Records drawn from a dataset
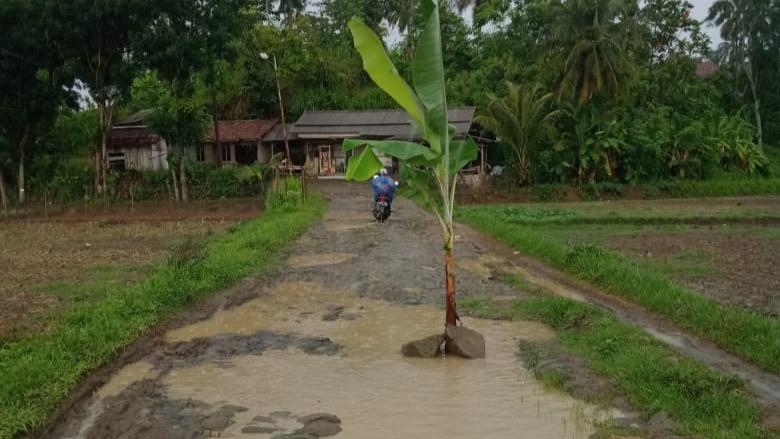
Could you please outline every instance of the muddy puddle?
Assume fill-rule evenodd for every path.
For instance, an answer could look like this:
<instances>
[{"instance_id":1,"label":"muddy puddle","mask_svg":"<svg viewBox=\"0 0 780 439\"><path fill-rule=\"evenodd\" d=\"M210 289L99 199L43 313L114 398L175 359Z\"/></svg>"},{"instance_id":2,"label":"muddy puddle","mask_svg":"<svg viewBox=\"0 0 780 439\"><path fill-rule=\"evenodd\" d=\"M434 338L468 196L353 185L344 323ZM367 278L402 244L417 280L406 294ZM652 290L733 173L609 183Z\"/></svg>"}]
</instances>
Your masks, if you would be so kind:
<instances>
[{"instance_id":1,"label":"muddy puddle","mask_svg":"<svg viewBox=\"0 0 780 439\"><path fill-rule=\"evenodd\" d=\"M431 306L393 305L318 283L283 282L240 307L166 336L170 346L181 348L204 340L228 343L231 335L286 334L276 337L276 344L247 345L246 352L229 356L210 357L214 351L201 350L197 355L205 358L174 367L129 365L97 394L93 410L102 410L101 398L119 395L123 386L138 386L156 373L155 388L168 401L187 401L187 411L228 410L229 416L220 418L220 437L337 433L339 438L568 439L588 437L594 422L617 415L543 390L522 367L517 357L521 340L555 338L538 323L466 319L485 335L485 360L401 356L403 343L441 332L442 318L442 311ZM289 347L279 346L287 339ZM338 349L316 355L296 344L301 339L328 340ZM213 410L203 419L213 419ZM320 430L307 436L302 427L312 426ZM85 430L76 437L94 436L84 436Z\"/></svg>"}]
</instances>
* * *
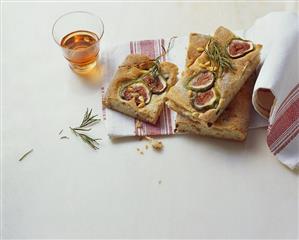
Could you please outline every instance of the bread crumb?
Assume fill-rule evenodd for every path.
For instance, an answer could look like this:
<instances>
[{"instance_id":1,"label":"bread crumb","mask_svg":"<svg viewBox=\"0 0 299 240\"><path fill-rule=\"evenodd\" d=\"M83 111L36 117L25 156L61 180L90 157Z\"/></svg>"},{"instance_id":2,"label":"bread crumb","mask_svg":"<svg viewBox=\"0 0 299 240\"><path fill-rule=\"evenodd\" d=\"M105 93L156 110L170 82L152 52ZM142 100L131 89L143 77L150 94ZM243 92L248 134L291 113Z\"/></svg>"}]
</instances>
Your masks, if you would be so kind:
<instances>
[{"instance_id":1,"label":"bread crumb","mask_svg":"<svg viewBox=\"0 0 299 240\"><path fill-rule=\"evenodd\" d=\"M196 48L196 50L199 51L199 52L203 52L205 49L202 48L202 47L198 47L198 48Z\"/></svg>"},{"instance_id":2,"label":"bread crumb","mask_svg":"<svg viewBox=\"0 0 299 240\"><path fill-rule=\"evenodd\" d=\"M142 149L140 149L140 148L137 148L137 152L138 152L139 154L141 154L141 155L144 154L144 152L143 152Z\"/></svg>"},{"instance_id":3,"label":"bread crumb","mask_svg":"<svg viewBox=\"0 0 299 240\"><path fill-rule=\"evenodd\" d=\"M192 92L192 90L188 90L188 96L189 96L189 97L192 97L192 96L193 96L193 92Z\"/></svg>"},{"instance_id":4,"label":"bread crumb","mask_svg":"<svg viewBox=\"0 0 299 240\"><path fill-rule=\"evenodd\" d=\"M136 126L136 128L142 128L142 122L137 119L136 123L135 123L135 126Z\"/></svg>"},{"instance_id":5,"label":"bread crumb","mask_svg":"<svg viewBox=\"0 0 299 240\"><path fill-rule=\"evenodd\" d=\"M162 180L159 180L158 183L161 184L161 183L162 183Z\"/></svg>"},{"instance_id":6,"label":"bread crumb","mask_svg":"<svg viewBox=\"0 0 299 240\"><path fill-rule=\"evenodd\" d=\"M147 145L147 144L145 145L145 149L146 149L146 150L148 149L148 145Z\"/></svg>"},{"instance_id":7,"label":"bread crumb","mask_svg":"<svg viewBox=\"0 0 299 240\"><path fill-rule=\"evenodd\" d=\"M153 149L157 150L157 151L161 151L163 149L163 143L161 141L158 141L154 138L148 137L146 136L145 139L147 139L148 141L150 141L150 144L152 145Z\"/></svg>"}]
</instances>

What the task asks: Which lines in the records above hold the string "outline"? Copy each of them.

Task result:
Could you please outline every instance of the muddy puddle?
Could you please outline every instance of the bread crumb?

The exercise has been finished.